### Objectif 1
Les affirmations suivantes concordent-elles avec l'extrait sur la résidence alternée ? Répondez par oui ou par non à chacune, en citant mot pour mot les termes du texte qui tranchent.
(a) La résidence alternée a été consacrée par la loi du 4 mars 2002.
(b) Selon le Sénat, la législation sur la résidence alternée doit être modifiée en profondeur.
(c) La journée d'auditions publiques a été organisée par la seule commission des lois.

### Extrait du texte
____

Cinq ans après sa consécration par la loi du 4 mars 2002 relative à l'autorité parentale (1), la résidence alternée est une pratique encore « limitée et contestée ». Pour autant, la législation la concernant « n'appelle pas de modification évidente ». Tel est le constat dressé par la commission des lois et celle des affaires sociales du Sénat, qui ont organisé conjointement, le 23 mai dernier, une journée d'auditions publiques pour dresser un bilan d'ensemble de sa mise en oeuvre. L'état des lieux établi complète utilement ceux déjà tirés en 2006 par la mission d'information de l'Assemblée nationale sur la famille et les droits des enfants (2) et la délégation du Sénat aux droits des femmes et à l'égalité des chances entre les hommes et les femmes (3), dont les champs d'investigation étaient toutefois plus larges.

____

### Données extraites
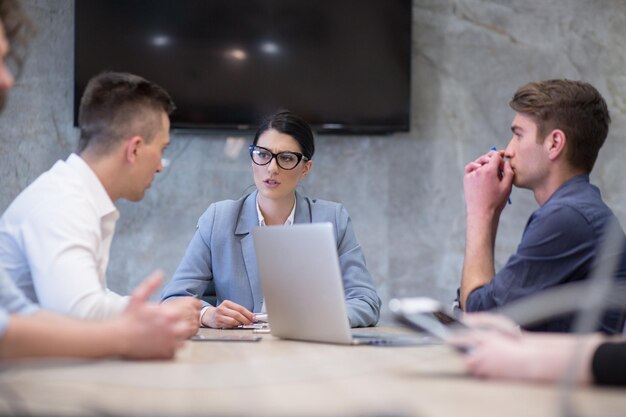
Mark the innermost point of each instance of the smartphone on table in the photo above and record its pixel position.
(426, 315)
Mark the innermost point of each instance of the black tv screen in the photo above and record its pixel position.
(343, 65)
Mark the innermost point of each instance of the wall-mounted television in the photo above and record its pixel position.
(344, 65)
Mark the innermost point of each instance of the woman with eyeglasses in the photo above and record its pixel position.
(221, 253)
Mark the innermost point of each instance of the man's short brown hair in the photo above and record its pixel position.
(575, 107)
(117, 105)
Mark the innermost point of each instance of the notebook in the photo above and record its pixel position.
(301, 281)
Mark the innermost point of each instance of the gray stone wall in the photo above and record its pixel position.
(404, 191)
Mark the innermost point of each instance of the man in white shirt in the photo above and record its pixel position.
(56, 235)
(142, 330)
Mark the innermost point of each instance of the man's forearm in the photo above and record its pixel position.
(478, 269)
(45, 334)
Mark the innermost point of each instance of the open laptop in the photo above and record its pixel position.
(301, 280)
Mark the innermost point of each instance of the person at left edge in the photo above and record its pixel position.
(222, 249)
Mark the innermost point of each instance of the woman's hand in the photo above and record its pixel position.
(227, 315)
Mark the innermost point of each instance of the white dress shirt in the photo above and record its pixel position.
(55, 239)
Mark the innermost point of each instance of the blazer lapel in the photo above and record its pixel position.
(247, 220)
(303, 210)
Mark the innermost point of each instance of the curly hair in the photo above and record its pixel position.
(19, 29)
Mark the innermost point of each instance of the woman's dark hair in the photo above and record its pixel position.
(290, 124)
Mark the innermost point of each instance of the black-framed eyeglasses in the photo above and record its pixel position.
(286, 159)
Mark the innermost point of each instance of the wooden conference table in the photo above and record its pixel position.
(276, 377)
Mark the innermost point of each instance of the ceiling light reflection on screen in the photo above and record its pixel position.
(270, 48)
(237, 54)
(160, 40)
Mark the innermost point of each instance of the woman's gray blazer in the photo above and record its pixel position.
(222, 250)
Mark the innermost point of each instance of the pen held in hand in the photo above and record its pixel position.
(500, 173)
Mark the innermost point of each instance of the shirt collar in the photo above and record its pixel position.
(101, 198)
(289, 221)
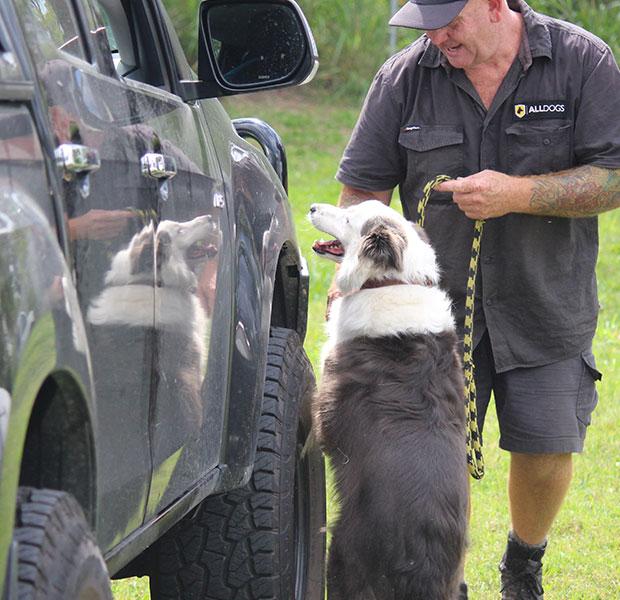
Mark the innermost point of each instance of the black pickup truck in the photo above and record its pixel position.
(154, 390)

____

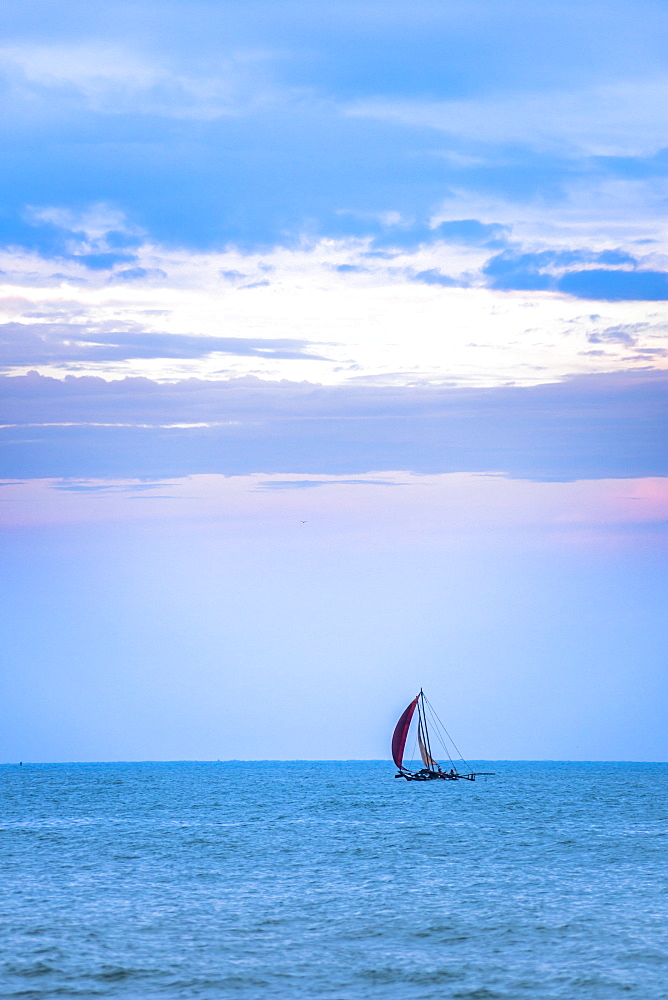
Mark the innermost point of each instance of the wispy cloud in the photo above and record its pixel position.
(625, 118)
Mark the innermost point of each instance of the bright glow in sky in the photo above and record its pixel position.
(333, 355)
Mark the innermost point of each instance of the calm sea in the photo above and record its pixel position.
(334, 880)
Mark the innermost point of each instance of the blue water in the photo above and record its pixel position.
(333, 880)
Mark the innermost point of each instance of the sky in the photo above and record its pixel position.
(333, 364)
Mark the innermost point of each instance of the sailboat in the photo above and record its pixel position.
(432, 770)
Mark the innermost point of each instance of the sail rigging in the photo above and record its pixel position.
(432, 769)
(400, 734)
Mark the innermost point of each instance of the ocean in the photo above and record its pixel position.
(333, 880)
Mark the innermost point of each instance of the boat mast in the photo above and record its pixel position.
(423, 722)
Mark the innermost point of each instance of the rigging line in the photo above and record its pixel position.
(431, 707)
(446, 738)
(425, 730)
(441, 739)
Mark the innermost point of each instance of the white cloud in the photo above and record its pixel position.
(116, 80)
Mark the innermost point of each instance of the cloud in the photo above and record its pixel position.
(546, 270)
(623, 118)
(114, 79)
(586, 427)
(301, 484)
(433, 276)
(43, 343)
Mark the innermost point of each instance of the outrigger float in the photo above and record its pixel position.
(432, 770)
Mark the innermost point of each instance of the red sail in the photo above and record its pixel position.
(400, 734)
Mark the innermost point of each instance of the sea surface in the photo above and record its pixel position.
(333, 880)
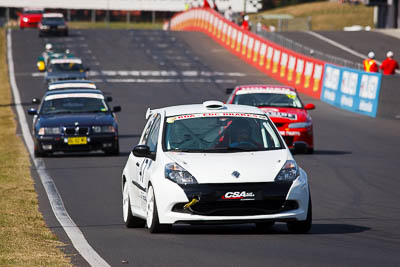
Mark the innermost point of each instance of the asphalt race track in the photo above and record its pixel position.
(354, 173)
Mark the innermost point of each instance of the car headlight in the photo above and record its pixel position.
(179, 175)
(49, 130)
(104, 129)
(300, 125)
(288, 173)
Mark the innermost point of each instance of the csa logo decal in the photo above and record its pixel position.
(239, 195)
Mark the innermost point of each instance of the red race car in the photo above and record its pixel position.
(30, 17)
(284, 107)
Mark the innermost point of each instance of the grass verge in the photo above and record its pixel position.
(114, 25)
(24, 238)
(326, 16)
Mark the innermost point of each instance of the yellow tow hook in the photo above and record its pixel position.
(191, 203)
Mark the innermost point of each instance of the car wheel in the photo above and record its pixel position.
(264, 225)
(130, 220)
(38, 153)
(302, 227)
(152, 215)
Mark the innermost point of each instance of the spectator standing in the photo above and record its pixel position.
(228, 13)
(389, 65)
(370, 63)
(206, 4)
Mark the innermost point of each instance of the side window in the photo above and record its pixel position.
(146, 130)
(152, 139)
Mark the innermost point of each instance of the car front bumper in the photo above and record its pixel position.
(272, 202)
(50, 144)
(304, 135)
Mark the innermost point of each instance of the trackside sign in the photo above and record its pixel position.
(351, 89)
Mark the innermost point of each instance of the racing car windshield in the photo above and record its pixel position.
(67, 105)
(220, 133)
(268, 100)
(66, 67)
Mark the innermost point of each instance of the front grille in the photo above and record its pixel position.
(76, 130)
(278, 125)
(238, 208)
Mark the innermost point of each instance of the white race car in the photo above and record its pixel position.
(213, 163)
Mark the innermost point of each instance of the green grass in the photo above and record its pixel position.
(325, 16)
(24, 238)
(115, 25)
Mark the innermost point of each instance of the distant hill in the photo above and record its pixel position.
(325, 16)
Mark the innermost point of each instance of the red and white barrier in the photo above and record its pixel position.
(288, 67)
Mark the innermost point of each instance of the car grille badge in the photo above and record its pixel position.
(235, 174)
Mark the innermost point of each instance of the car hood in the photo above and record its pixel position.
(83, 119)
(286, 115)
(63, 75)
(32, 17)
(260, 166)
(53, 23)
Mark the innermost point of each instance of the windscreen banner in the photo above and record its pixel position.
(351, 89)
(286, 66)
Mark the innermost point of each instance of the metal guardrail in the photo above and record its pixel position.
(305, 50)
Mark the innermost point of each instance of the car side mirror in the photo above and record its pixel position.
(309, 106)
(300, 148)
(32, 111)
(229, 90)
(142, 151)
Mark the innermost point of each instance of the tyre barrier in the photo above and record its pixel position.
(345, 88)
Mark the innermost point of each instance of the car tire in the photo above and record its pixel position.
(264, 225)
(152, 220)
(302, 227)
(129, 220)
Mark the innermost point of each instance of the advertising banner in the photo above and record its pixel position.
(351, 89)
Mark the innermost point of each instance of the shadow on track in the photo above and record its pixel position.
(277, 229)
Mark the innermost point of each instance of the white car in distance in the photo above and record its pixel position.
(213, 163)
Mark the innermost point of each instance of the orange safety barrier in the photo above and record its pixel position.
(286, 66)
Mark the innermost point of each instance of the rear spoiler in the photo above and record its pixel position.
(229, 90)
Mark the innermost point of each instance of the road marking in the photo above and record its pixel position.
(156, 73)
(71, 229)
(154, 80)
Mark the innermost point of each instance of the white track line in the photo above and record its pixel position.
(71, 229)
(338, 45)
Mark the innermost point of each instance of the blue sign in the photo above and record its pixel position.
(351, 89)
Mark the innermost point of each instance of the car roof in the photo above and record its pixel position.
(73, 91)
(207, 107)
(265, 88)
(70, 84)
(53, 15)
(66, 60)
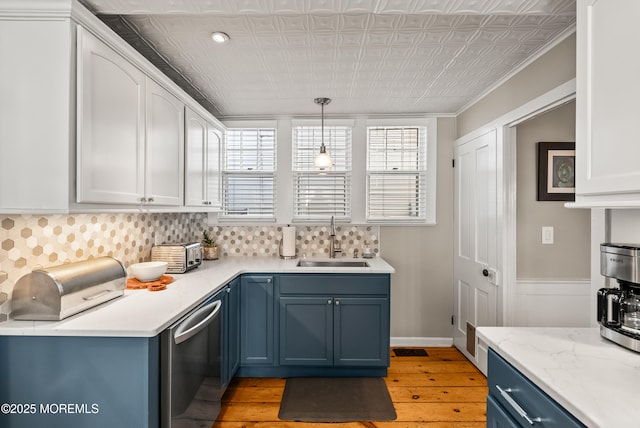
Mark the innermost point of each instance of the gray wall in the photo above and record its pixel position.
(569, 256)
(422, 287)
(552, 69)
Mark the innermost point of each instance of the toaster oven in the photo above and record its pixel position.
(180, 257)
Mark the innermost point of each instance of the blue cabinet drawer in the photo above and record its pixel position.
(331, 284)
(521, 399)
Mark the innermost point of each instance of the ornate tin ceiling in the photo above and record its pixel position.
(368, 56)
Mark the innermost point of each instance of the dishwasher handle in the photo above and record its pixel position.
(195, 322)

____

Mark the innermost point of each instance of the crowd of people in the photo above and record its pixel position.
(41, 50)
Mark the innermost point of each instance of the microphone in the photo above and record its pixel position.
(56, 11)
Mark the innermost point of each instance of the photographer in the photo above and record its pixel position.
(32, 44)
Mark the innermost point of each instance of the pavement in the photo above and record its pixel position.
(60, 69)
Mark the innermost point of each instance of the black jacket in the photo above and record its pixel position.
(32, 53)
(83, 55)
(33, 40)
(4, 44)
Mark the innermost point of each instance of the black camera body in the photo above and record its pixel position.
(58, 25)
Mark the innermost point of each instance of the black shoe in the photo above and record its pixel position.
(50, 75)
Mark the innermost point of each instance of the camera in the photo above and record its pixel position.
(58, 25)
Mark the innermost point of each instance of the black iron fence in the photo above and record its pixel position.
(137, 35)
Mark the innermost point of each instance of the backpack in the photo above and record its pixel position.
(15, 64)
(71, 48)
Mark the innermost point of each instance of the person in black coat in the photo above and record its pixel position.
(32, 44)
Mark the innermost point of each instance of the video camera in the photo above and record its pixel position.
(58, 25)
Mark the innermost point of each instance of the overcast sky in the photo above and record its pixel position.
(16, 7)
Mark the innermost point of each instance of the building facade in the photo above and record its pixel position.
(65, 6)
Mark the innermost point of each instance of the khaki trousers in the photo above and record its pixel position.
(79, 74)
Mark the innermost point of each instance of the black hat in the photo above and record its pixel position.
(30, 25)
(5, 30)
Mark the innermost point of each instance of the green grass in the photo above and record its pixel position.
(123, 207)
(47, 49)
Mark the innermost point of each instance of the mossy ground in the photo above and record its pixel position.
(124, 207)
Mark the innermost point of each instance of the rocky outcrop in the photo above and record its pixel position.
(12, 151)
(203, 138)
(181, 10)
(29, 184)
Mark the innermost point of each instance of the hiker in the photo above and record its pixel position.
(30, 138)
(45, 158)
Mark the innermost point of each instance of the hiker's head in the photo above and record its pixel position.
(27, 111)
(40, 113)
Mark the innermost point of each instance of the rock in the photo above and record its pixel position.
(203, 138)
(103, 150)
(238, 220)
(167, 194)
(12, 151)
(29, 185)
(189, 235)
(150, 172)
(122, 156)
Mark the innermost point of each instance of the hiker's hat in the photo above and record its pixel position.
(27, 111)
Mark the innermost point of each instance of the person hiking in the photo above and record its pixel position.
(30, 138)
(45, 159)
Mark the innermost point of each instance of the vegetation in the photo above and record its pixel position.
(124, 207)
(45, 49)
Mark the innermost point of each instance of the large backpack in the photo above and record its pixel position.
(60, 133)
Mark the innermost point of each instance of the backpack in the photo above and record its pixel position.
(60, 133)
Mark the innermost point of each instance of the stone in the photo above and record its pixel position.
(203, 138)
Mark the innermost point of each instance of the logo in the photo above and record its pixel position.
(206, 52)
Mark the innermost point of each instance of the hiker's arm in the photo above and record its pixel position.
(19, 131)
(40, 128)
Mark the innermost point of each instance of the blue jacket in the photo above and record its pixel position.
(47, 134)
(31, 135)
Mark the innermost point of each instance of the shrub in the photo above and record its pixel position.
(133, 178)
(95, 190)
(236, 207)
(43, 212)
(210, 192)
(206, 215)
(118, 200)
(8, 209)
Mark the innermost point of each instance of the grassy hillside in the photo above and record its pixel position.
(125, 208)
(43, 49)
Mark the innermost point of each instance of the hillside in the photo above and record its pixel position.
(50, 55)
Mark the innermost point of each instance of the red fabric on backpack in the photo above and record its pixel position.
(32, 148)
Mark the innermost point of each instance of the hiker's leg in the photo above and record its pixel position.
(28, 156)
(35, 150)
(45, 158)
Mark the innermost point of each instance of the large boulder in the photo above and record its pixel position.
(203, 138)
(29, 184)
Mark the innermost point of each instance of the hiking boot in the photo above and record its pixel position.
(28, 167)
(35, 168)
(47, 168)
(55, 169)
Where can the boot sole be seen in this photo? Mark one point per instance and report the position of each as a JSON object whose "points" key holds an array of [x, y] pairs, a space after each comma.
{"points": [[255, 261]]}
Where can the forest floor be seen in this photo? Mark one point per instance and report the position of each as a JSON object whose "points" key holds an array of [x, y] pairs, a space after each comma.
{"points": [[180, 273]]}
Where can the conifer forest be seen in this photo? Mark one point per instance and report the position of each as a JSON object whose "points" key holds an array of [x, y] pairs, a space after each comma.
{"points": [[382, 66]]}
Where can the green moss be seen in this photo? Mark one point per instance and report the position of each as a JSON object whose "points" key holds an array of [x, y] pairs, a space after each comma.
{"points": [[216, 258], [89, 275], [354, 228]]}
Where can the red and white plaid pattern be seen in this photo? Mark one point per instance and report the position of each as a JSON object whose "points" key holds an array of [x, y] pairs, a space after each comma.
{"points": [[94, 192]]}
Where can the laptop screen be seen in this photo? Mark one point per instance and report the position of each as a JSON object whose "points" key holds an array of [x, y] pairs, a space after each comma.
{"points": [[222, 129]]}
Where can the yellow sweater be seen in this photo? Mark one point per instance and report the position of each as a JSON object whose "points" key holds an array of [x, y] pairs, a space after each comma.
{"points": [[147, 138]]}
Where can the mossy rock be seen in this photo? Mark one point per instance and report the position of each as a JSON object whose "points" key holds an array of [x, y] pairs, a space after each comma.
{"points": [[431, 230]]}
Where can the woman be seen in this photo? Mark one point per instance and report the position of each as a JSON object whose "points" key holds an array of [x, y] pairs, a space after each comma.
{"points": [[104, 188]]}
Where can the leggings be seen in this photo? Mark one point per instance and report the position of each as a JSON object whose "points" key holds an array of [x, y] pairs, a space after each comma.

____

### Objectif 2
Recopiez à l'identique les lignes de la liste comprises entre celle qui contient « Where can the red » et celle qui contient « Where can the leggings », ces deux lignes incluses.

### Réponse attendue 1
(a) Oui : « Cinq ans après sa consécration par la loi du 4 mars 2002 relative à l'autorité parentale »
(b) Non : « n'appelle pas de modification évidente »
(c) Non : « la commission des lois et celle des affaires sociales du Sénat, qui ont organisé conjointement »

### Réponse attendue 2
Where can the red and white plaid pattern be seen in this photo? Mark one point per instance and report the position of each as a JSON object whose "points" key holds an array of [x, y] pairs, a space after each comma.
{"points": [[94, 192]]}
Where can the laptop screen be seen in this photo? Mark one point per instance and report the position of each as a JSON object whose "points" key holds an array of [x, y] pairs, a space after each comma.
{"points": [[222, 129]]}
Where can the yellow sweater be seen in this photo? Mark one point per instance and report the position of each as a JSON object whose "points" key holds an array of [x, y] pairs, a space after each comma.
{"points": [[147, 138]]}
Where can the mossy rock be seen in this photo? Mark one point per instance and report the position of each as a JSON object whose "points" key holds an array of [x, y] pairs, a space after each comma.
{"points": [[431, 230]]}
Where can the woman be seen in this photo? Mark one point per instance and report the position of each as a JSON object whose "points" key holds an array of [x, y] pairs, a space after each comma.
{"points": [[104, 188]]}
Where can the leggings be seen in this photo? Mark one point per instance and report the position of each as a JSON object whose "points" key holds an array of [x, y] pairs, a space after each comma.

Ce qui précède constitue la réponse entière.